Data shown.
****************************************

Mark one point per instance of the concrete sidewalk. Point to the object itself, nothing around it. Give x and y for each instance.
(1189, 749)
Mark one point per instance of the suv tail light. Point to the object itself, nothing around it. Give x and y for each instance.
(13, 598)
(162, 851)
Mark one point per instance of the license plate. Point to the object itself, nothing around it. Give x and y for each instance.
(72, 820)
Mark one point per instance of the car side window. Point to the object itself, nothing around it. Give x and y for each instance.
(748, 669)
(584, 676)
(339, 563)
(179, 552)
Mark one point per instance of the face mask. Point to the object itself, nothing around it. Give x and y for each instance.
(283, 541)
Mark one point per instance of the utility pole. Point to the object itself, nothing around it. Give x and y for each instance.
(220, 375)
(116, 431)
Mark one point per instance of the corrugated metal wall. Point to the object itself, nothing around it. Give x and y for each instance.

****************************************

Written instruction.
Copy out every item above word for word, keeping them in the same order.

Exercise solution.
Mark one point per instance of the concrete sidewalk. Point to the object itself, nothing around it. Give x and y for each instance.
(1189, 749)
Mark one point per instance of the suv tail light. Point to the object itself, nothing around it. Give x and y for each instance.
(13, 598)
(162, 851)
Mark one point per instance of the license plate. Point to the object itself, nothing around it. Give x and y for each instance.
(72, 820)
Mark one point per instance of the car side window. Point to the object itself, nothing around it. Give x and y for each instance.
(748, 669)
(584, 676)
(339, 563)
(179, 552)
Mark one point per instance of the face mask. Point to the object itself, nothing around it. Give x and y for each instance.
(283, 541)
Mark one point per instance of the utility pole. Point to the object itself, nothing around it. Give x and y for each instance.
(220, 375)
(116, 431)
Mark one point per instance of the corrugated metal wall. Point to the object itself, nothing around it. Give x and y for each instance.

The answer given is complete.